▶ Trecho do conjunto de dados:
§ §
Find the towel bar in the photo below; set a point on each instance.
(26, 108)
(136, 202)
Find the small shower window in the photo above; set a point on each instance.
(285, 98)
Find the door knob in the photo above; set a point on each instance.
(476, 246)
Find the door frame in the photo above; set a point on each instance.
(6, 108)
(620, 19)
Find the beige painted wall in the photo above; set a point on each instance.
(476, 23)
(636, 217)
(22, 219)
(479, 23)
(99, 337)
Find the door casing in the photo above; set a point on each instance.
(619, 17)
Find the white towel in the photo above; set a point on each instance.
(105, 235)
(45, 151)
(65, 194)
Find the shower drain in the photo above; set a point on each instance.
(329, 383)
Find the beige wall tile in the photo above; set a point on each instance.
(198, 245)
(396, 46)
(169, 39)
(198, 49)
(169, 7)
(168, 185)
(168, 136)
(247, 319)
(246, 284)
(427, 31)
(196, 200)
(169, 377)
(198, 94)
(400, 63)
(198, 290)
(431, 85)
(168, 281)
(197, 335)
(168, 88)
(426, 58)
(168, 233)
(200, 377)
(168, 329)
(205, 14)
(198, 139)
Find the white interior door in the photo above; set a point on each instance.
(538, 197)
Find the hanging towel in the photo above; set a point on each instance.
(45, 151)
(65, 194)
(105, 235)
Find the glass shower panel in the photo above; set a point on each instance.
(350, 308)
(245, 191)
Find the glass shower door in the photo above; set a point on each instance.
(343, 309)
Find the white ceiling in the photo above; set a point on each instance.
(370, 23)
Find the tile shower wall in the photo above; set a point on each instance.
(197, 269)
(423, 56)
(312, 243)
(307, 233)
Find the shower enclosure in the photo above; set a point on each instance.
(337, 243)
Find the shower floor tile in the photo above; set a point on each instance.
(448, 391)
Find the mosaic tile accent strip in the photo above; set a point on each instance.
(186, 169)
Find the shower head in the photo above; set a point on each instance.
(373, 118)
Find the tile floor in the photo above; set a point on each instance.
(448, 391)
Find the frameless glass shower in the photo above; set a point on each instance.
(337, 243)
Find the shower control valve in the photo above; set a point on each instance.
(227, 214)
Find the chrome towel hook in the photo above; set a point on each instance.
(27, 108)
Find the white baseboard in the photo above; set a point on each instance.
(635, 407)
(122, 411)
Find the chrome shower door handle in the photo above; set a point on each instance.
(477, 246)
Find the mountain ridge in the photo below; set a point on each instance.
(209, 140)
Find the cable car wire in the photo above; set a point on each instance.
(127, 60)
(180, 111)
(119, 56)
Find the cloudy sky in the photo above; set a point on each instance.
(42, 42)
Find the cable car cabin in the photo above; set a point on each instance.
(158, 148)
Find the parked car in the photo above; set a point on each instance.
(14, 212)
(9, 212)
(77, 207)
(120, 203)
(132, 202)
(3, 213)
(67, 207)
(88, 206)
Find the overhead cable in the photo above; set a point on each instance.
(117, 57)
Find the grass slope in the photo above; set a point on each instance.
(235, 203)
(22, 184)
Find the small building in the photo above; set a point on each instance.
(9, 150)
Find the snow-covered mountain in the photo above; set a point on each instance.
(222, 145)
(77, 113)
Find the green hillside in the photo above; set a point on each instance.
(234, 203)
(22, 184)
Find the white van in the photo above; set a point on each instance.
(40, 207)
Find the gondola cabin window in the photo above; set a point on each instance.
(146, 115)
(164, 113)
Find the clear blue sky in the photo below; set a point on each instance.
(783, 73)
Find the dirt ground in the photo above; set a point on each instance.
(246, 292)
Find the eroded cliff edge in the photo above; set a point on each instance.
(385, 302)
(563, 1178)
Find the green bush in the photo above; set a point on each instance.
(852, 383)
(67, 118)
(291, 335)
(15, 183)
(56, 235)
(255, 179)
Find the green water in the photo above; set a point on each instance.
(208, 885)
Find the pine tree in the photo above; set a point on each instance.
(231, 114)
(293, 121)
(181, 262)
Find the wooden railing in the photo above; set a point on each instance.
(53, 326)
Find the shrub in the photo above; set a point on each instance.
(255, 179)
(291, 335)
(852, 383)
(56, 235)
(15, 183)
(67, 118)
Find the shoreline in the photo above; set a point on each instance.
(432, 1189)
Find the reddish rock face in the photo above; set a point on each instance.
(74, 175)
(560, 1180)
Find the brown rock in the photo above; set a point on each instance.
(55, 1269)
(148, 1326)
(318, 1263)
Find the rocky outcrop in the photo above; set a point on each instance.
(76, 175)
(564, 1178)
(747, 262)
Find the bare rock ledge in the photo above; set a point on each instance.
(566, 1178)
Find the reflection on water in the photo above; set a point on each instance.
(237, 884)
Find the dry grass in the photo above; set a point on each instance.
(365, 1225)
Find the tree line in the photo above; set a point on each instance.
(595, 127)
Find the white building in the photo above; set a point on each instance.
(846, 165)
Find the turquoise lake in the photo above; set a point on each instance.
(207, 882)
§ §
▶ O problema: Você pode copiar, sem nenhuma alteração, o trecho das entradas acima que começa na linha que contém "Find the shrub" e termina no fim das entradas, incluindo as duas extremidades?

▶ Em resposta:
Find the shrub in the photo above; set a point on each instance.
(255, 179)
(291, 335)
(852, 383)
(56, 235)
(15, 183)
(67, 118)
Find the shoreline in the photo above; set a point on each instance.
(432, 1189)
Find the reddish rock face in the photo above; set a point on each instance.
(74, 175)
(560, 1180)
Find the brown rock in the photo above; set a point on each instance.
(55, 1269)
(148, 1326)
(318, 1263)
Find the rocky outcrop in the photo above; set a point on each instance.
(76, 175)
(564, 1178)
(747, 262)
Find the bare rock ledge in the photo above; set a point on each instance.
(566, 1178)
Find the reflection on water in the photo above; set a point on each instance.
(237, 884)
Find the dry grass in the photo above; set a point on each instance.
(365, 1225)
Find the tree line in the photo above; set a point on each instance.
(595, 127)
Find the white building in the photo above; set a point on each instance.
(846, 165)
Find the turquoise lake in the photo above; set a point on each instance.
(207, 882)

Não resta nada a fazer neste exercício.